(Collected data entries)
▬▬▬▬▬▬▬▬▬▬
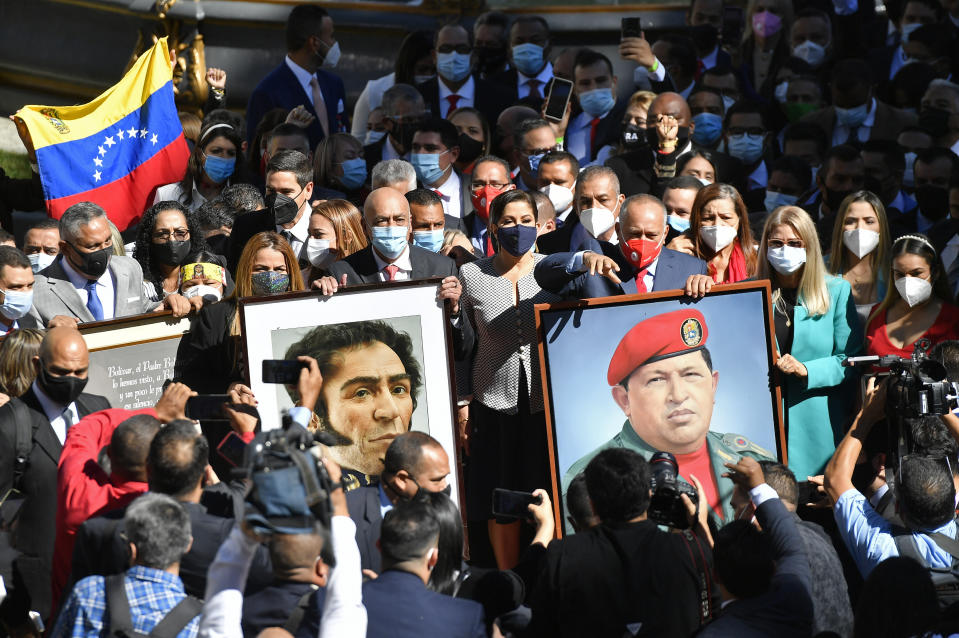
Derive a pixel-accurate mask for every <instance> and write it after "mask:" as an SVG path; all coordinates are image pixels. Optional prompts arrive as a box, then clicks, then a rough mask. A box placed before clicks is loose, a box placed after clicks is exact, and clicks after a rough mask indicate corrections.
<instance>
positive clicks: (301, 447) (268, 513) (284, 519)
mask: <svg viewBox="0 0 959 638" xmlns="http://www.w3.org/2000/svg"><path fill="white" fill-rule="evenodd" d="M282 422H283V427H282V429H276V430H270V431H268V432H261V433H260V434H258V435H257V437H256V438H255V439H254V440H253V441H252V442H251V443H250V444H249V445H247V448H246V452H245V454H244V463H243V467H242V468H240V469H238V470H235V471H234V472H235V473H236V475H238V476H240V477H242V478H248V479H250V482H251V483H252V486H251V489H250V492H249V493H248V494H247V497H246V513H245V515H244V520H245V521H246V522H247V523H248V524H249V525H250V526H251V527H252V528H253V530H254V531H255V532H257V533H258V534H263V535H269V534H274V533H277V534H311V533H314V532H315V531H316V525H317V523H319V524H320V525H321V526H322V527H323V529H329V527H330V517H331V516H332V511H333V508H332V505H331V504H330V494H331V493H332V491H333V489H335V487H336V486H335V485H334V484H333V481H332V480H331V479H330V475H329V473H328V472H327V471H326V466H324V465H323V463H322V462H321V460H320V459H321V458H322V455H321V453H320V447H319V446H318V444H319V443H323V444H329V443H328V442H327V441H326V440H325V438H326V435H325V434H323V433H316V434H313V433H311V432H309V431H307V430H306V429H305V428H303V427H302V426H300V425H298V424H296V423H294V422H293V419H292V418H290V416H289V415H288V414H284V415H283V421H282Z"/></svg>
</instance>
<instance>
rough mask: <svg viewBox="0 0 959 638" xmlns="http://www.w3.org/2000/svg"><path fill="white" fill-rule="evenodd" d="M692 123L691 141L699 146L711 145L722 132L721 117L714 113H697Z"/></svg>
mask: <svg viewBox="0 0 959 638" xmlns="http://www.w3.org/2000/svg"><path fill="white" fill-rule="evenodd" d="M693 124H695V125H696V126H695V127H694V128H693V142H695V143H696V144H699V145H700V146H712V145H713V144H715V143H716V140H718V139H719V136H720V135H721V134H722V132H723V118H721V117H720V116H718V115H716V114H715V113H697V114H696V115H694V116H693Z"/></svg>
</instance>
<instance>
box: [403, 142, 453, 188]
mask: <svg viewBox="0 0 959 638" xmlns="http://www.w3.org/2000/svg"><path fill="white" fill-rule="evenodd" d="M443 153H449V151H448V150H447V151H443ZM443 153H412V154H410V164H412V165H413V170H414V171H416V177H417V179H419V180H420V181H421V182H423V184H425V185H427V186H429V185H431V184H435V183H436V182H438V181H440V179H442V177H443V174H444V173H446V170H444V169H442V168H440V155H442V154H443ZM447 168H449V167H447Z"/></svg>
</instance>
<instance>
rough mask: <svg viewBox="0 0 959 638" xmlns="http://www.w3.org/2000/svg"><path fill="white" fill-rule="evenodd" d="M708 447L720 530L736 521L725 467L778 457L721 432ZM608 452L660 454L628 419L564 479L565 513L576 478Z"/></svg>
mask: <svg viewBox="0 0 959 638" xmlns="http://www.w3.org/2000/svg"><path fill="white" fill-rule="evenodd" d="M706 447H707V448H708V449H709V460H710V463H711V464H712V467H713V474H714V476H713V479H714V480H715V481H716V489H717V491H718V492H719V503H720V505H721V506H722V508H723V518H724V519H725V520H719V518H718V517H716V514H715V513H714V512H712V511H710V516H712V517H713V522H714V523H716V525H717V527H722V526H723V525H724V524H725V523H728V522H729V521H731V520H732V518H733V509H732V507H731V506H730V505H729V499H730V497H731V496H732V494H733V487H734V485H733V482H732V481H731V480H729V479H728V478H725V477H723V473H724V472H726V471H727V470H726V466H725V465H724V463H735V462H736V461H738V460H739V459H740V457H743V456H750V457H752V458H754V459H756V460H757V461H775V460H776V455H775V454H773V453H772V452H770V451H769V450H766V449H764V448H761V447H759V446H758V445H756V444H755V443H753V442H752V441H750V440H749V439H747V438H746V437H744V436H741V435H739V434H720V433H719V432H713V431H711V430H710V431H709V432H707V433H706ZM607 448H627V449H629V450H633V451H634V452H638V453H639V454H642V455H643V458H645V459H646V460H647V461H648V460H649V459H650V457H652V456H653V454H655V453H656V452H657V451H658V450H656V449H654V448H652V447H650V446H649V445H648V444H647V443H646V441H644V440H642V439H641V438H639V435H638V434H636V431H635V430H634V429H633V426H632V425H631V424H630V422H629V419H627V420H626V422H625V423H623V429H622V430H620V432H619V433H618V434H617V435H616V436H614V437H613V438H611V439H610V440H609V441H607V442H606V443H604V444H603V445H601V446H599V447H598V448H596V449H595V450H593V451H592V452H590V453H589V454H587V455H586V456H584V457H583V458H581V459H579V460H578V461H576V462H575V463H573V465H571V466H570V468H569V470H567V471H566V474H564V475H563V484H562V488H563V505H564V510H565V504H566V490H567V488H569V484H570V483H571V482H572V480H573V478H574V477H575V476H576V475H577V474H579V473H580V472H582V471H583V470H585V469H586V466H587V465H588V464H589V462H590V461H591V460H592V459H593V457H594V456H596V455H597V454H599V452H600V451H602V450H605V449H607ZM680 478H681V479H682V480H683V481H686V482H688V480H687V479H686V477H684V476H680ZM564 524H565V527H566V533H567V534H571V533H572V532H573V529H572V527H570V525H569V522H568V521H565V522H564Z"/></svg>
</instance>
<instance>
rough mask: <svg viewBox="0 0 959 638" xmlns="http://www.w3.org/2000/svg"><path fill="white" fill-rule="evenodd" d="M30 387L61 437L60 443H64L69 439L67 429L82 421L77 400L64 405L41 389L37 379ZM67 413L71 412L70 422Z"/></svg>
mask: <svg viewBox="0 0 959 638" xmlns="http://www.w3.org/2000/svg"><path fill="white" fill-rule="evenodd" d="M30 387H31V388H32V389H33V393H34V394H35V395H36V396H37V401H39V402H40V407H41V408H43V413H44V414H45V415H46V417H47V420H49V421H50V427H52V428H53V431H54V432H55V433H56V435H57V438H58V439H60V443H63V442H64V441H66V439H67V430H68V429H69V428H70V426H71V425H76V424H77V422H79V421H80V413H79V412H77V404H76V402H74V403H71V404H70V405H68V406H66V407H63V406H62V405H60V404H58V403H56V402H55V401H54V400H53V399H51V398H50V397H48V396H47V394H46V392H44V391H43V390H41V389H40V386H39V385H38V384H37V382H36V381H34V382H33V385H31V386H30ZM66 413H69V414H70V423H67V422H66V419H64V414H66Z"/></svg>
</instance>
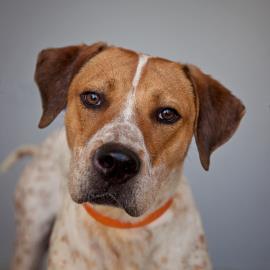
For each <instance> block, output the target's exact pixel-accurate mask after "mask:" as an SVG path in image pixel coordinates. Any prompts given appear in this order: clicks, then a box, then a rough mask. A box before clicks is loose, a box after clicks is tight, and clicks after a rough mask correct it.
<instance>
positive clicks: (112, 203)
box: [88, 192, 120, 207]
▬▬▬▬▬▬▬▬▬▬
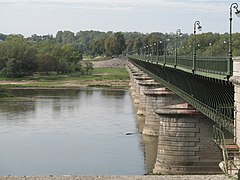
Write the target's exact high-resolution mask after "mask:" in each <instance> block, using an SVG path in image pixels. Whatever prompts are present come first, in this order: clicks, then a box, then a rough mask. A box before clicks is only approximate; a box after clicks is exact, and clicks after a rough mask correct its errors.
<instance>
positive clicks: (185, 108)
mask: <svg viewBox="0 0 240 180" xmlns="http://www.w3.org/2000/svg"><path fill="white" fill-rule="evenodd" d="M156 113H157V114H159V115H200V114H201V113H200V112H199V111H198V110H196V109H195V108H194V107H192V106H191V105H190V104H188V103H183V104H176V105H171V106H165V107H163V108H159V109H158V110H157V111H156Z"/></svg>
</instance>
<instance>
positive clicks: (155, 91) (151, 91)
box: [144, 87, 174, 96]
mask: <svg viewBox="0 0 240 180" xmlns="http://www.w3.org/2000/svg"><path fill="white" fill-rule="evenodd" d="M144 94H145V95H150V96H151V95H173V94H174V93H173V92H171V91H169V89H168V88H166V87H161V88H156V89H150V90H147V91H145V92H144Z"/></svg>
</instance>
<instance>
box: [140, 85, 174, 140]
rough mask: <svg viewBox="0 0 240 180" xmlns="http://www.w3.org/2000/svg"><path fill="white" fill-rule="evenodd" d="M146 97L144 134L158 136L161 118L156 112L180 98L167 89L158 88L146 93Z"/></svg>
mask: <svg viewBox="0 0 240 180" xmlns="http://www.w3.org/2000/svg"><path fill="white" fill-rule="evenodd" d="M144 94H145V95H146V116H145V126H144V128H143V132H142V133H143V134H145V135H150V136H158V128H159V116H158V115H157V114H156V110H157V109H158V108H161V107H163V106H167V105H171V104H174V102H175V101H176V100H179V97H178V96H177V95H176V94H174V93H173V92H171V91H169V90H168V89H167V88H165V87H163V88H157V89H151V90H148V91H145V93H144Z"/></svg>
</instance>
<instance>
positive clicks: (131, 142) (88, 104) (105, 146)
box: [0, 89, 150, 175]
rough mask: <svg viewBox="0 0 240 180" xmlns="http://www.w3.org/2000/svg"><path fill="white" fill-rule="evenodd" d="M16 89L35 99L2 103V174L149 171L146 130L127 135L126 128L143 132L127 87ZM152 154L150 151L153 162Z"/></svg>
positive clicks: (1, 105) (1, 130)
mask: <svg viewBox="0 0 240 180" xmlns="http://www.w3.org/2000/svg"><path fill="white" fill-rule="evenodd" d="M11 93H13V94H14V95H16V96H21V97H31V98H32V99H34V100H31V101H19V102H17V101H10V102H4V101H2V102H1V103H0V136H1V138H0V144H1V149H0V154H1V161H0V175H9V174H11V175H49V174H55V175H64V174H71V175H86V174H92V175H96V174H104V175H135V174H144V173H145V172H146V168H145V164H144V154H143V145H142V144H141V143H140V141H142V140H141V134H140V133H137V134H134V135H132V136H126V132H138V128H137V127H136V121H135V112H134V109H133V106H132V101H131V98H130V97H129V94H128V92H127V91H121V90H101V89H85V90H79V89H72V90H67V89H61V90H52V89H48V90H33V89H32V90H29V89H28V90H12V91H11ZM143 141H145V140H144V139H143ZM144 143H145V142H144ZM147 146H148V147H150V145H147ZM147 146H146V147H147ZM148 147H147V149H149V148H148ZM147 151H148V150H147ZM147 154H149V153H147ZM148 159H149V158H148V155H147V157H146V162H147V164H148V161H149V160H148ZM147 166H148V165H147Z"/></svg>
▬▬▬▬▬▬▬▬▬▬
> _Brief_: Go through the entries above and copy each line with "image" in it.

> _Output of the exercise_:
Derive a pixel-accurate mask for every <instance> and write it after "mask:" as an SVG path; all coordinates are image pixels. Optional prompts arrive as a box, then clicks, then a rough mask. A box placed before clicks is loose, a box placed after clicks is exact, and clicks after a rough mask indicate corrections.
For each <instance> block, output the target's exact pixel-accurate mask after "mask:" as an SVG path in image pixel coordinates. Any prompts given appear in this order: clicks, then a box, then a rough mask. A box before clicks is loose, a box after clicks is tight, and clicks after a rough mask correct it.
Write the target's exact high-resolution mask after "mask:" in each <instance> block, using an SVG path in image pixels. Whatever prompts are present come first, in this order: clicks, then a box, then a rough mask. A box before clicks is only approximate; a box after clicks is exact, and clicks after a rough mask correct its errors.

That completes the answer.